[START EXTRACT TO READ]
Following up on this comment, I'd be concerned about the solution of the "reference" method if that's what's being used to compare to the actual implementation.

Define the parameters of the problem as in the linked comment, but extend the time vector for a few more points and include an intial condition.

rng(100);

A = rand(2); % homogeneous matrix A

t = (0:20); % time vector

Nt = length(t); % number of samples

u = rand(1,Nt); % signal vector

B = rand(2,1); % non-homogeneous vector B

x0 = rand(2,1); % initial condition

Note that A has both eigenvalues in the RHP, so the system is unstable. Not sure how/if that impacts the accuracy of any of the solutions.

Solve the problem by the reference method in the linked comment:

xa = zeros(2,Nt);

xa(:,1) = x0;

for ii = 2:Nt

% standard numerical integration

xa(:,ii) = expm(A*(t(ii) - t(1)))*x0 + integral(@(s) expm(A*(t(ii)-s))*B*interp1(t,u,s), t(1), t(ii), 'ArrayValued',true);

end

My concern here is that integral() doesn't know about the breakpoints in the interp1() of u and so could miss changes of direction in u at the breakpoints.
[END EXTRACT TO READ]
[START DATA LINES]
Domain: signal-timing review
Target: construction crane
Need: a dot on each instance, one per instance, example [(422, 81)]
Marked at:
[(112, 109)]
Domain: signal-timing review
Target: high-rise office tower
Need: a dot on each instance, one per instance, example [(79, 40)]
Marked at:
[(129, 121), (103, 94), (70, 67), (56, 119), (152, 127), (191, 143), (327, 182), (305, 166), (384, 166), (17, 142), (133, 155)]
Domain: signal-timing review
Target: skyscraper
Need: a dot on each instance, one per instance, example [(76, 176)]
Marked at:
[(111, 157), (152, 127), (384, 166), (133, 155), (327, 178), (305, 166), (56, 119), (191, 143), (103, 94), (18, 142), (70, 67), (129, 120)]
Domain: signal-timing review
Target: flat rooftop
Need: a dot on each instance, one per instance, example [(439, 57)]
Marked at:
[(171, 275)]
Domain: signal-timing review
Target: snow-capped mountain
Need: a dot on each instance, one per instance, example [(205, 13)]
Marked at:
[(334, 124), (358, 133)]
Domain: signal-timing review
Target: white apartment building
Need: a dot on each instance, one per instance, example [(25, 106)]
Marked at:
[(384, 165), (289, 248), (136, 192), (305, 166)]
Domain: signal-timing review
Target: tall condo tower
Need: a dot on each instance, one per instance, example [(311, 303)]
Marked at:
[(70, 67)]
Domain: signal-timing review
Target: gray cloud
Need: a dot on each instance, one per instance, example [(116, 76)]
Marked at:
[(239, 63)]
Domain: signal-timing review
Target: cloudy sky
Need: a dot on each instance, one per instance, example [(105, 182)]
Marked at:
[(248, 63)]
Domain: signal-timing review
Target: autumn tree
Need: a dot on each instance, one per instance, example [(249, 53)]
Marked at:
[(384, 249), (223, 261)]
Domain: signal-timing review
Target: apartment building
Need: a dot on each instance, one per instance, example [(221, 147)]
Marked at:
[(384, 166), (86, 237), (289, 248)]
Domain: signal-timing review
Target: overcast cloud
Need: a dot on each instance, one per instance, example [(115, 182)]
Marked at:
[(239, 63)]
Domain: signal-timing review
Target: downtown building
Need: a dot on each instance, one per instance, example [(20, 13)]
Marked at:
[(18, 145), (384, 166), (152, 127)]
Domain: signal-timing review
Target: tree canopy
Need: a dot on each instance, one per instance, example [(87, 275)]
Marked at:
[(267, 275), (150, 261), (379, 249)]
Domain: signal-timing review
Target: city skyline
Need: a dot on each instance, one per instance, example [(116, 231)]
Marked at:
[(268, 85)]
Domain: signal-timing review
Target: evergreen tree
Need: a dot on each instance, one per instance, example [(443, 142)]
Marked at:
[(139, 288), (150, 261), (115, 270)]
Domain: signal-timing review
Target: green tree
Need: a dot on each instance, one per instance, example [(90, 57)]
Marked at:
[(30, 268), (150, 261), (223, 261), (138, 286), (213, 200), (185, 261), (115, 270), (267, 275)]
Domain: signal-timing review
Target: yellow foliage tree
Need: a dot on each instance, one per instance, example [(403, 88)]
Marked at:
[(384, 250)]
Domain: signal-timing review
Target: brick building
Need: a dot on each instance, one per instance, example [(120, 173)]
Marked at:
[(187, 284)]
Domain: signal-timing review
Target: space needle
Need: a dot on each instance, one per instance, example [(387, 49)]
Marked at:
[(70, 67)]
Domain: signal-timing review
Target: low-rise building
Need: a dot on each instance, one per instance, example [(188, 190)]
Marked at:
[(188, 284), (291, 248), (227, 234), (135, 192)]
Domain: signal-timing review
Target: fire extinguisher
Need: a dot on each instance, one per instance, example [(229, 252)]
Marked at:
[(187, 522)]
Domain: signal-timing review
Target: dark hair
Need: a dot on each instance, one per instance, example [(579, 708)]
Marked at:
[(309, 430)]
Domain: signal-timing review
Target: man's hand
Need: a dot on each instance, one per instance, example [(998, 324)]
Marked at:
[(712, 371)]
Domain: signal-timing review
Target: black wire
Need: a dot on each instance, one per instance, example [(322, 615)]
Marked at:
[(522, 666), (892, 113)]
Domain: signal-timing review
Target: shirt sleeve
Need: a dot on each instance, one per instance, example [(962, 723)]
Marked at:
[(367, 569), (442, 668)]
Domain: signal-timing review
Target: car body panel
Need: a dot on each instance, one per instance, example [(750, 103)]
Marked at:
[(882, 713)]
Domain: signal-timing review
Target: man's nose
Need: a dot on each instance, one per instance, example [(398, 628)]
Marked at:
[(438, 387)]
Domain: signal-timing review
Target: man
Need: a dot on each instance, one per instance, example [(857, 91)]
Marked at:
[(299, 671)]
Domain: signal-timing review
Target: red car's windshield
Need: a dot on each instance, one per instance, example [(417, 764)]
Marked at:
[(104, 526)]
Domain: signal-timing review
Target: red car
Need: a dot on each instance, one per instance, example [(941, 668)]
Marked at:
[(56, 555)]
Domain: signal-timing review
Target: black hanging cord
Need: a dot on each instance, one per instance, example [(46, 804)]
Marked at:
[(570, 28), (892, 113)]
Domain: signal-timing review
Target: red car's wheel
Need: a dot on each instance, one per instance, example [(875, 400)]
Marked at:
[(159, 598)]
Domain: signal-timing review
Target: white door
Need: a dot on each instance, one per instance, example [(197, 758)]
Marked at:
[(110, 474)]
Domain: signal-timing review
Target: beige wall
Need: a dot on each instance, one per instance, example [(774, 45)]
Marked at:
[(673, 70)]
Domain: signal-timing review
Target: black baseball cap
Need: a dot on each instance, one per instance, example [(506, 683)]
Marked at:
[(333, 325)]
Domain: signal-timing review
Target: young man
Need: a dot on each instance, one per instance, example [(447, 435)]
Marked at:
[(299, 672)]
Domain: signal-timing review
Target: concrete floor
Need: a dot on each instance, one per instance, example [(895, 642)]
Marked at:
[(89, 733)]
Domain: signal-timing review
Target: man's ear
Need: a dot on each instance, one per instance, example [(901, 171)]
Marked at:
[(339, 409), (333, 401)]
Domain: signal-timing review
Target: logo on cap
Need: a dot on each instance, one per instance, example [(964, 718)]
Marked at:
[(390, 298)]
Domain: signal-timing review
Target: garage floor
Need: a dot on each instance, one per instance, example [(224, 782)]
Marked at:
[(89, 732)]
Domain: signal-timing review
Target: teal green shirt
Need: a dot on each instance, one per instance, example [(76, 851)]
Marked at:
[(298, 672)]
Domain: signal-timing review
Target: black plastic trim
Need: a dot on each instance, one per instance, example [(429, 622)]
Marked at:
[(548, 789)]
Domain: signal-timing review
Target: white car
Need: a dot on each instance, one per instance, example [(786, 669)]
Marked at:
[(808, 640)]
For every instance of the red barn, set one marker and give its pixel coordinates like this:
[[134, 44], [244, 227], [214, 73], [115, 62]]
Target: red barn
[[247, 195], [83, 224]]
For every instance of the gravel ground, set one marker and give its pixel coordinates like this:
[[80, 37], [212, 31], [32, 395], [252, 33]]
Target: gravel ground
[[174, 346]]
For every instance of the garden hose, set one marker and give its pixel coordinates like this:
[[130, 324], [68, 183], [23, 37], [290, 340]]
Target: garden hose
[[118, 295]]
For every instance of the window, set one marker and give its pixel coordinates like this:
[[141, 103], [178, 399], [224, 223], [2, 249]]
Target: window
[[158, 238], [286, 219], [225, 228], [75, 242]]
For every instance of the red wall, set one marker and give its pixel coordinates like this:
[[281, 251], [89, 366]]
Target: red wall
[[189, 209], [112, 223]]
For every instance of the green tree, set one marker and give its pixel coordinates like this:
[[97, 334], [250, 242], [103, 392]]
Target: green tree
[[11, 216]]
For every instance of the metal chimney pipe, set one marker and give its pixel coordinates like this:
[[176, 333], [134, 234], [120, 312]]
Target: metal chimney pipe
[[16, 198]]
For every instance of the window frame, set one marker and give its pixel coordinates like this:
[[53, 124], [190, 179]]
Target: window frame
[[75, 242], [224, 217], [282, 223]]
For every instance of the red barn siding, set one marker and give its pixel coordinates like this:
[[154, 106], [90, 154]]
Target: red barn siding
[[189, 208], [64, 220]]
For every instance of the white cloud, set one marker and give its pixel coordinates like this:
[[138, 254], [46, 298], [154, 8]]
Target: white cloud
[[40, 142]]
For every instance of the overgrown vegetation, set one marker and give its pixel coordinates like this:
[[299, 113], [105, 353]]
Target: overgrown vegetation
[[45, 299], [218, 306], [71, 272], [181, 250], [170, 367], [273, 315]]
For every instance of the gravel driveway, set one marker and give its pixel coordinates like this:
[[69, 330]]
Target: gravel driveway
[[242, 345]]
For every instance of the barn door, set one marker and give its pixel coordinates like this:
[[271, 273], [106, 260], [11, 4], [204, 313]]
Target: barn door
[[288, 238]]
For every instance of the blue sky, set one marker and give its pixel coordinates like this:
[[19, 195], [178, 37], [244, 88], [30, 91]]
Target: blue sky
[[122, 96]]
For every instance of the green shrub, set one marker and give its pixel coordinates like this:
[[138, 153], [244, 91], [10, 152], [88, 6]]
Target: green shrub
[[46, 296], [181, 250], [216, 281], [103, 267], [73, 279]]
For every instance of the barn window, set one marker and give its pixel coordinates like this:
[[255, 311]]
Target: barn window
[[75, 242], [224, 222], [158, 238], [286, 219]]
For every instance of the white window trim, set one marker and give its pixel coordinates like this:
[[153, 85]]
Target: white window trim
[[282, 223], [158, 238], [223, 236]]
[END DATA LINES]
__DIRECTIONS__:
**a.** Could you retype the forum post about the reference method, everything from "xa = zeros(2,Nt);" down to "at the breakpoints."?
**b.** Could you extend the forum post about the reference method, picking up right after its final sentence?

__RESULTS BY TASK__:
**a.**
xa = zeros(2,Nt);

xa(:,1) = x0;

for ii = 2:Nt

% standard numerical integration

xa(:,ii) = expm(A*(t(ii) - t(1)))*x0 + integral(@(s) expm(A*(t(ii)-s))*B*interp1(t,u,s), t(1), t(ii), 'ArrayValued',true);

end

My concern here is that integral() doesn't know about the breakpoints in the interp1() of u and so could miss changes of direction in u at the breakpoints.

**b.**
Here is the reference method from the linked comment, but tell integral() about the breakpoints

xb = zeros(2,Nt);

xb(:,1) = x0;

for ii = 2:Nt

xb(:,ii) = expm(A*t(ii) - t(1))*x0 + integral(@(s) expm(A*(t(ii)-s))*B*interp1(t,u,s), t(1), t(ii), 'ArrayValued',true,'Waypoints',t);

end

Here, build up the solution incrementally so that integral() only ever needs to integrate between two breakpoints in u.

xc = zeros(2,Nt);

xc(:,1) = x0;

for ii = 2:Nt

xc(:,ii) = expm(A*(t(ii)-t(ii-1)))*xc(:,ii-1) + integral(@(s) expm(A*(t(ii)-s))*B*interp1(t,u,s), t(ii-1), t(ii), 'ArrayValued',true);

end

If the input data is equally spaced in time, the above can be made more efficient because the first call to expm() and be hoisted out of the loop because it's only a function of dt.

If the input data is equally spaced in time, use lsim() with the foh method, which is built for inputs that vary linearly with time between the input samples. BTW, on my local system this method is the fastest by far. It's just iterataing a difference equation and doesn't need a bunch of calls to expm() (it might need one or two to get the difference equation coefficient matrices, I'm not sure)

xd = lsim(ss(A,B,eye(2),0),u,t,x0,'foh').';

Finally, something like ode45 may be consdidered as the "ground truth".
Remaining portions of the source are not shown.